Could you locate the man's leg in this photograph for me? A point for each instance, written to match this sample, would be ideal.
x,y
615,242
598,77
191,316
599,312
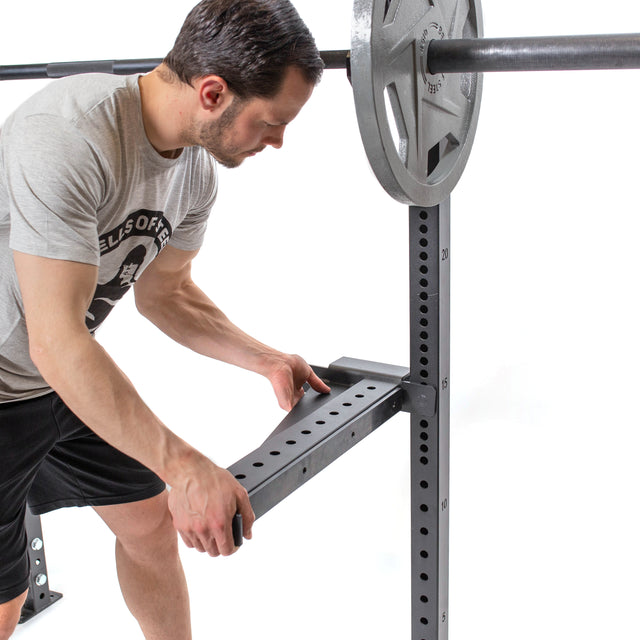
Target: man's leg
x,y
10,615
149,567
————
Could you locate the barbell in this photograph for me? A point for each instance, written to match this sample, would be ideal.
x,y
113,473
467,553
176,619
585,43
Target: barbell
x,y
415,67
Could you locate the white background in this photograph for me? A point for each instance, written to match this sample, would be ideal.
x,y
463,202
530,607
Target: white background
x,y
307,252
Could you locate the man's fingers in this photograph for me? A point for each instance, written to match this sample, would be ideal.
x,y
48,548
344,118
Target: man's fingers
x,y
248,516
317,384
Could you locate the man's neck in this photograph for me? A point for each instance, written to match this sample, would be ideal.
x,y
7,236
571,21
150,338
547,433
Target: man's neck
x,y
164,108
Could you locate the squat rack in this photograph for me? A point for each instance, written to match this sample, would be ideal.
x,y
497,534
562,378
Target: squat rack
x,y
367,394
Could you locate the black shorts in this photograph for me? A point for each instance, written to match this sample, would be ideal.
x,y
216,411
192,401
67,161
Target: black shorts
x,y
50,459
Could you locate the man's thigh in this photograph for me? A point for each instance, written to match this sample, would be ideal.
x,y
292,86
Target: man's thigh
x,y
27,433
————
Pull out every line of the records above that contains the string "rack", treating uppercase and lowercase as different.

Could you locate the squat rack in this photograph for me? A point for each instance, written to match this sample, would be ideal.
Target: squat rack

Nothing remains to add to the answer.